== Document ==
Question # 10: My husband took out a commercial loan for his business. Our house is in my name alone. The bank asked me to grant a mortgage on the home to secure the loan. My husband has defaulted on the business loan and the bank has commenced foreclosure on our house. I’m worried that we will lose our home.
Answer: False. Your mortgage of your own property was in fact a guarantee of your husband’s liability. Since the bank did not obtain a proper guarantee with a notarial certificate the mortgage given as collateral to the guarantee was also invalid. Guarantees, like all other parts of mortgage/foreclosure law are very tricky. If a guarantee is ever involved and been called on by the lender, don’t give up without having a foreclosure expert review the facts.
Question # 11: I just finished buying my first investment property. Very exciting! However, two weeks after closing, a very official looking document on pink legal size paper was delivered to my mailing address. That document was a “caveat” and it said that my lender was forbidding the registration of anything else against the title. My know-it-all brother says this is normal, but I don’t believe him.
Answer: True. Most lenders take both a mortgage and an assignment of rents as security for the loan. The assignment of rents can only be registered against your title by way of caveat. Whenever any caveat is registered for any reason, the Land Titles Office sends a copy to the owner at their address on title. The assignment of rents says that if you are collecting rent and not making your mortgage payment the lender can use the assignment of rents to have your tenant pay the rent directly to the lender and not to you. The assignment of rents is standard lender security and does not prevent you from dealing with your property.
Question # 12: I lost my job and the lender has started to foreclose on my two investment properties. Fortunately there is lots of equity in both properties, but the legal paperwork says that they are trying to take over the properties immediately. Also I’ve heard that the legal costs could be $20,000.
Answer: False and probably false. Courts do not like taking properties away from owners. Any equity in your property is known as the ‘equity of redemption’. You will receive a reasonable amount of time from the court to bring your properties back into good standing. This amount of time is known as the ‘redemption period’. As long as the equity in your property is sufficient so that giving you time doesn’t hurt the lender, you will get a reasonable amount of time to bring the mortgage is back in the good standing or to sell the property.
On the legal fees side of things you have to pay all of the lender’s fees and costs. Yes, there are scenarios where the legal bill could be $20,000. However, if it is a simple, undefended foreclosure action your legal fees and costs are more likely to be in the range of $1500-$5000.

== Excerpted records ==
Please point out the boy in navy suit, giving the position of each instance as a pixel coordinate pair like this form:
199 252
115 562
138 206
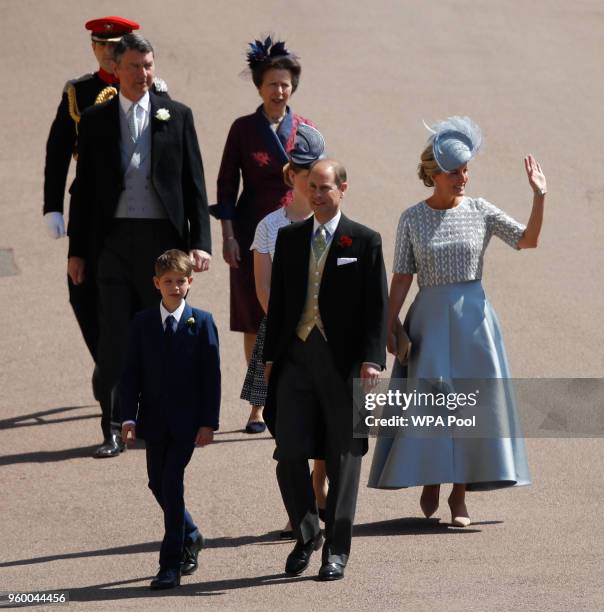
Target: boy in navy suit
170 397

== Exercise goal ==
Write out the stretch of the foreclosure Q&A from "Answer: False. Your" through "review the facts.", word for word. The items come from a separate source.

== Task solution ==
Answer: False. Your mortgage of your own property was in fact a guarantee of your husband’s liability. Since the bank did not obtain a proper guarantee with a notarial certificate the mortgage given as collateral to the guarantee was also invalid. Guarantees, like all other parts of mortgage/foreclosure law are very tricky. If a guarantee is ever involved and been called on by the lender, don’t give up without having a foreclosure expert review the facts.